**Exercise text:**
Segment Open

The Basketball world cup is afoot and right at the centre of the action is Wellpark College of Natural Therapies’ Moderator and Senior Massage Tutor, Shelley Moana Hiha. As the Lead Massage Therapist for the Tall Blacks, Hiha plays an integral role in the team, preparing the athletes as they set off to Asia for their qualifiers. The days are long but ‘well worth it’ she says with a smile. “I could be massaging after midnight. But you know… it’s worth it. It’s worth it and I love it. I was raised in an environment where we support, we do whatever it takes”.
Hiha is heavily involved in the day to day workings of the team, whether it’s meeting with the teams Physiotherapist to discuss treatments, late night appointments or making sure everyone is hydrated; there isn’t a task too big or small.
From a young age, Hiha took an interest in massage, practicing on friends, family and team mates, as a hobby. After some 10 years, Hiha realised this could be her calling and re-trained from working in trade unions and policy adherence, to become a Massage Therapist. 18 years later, she has found her place in high performance and professional sports and teaching at Wellpark College, another passion of hers, educating the next generation of Massage Therapists.

Segment Closed

**Exercise goal:**
Repeat the passage of the massage therapist profile starting at "The Basketball world" and ending at "big or small.", word for word. The records do not matter for this exercise.

**Data supplied:**
Segment Open

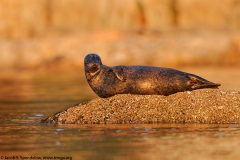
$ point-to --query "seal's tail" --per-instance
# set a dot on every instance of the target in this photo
(198, 82)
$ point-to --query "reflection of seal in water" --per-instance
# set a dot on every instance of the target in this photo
(108, 81)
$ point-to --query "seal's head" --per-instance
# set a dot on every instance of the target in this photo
(92, 65)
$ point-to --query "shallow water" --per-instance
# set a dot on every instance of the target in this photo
(27, 98)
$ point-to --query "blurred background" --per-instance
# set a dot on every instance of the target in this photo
(55, 36)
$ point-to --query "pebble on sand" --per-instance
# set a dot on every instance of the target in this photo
(199, 106)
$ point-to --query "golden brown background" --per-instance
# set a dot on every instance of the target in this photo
(55, 35)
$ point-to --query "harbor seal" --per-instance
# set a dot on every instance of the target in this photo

Segment Closed

**Answer to this problem:**
The Basketball world cup is afoot and right at the centre of the action is Wellpark College of Natural Therapies’ Moderator and Senior Massage Tutor, Shelley Moana Hiha. As the Lead Massage Therapist for the Tall Blacks, Hiha plays an integral role in the team, preparing the athletes as they set off to Asia for their qualifiers. The days are long but ‘well worth it’ she says with a smile. “I could be massaging after midnight. But you know… it’s worth it. It’s worth it and I love it. I was raised in an environment where we support, we do whatever it takes”.
Hiha is heavily involved in the day to day workings of the team, whether it’s meeting with the teams Physiotherapist to discuss treatments, late night appointments or making sure everyone is hydrated; there isn’t a task too big or small.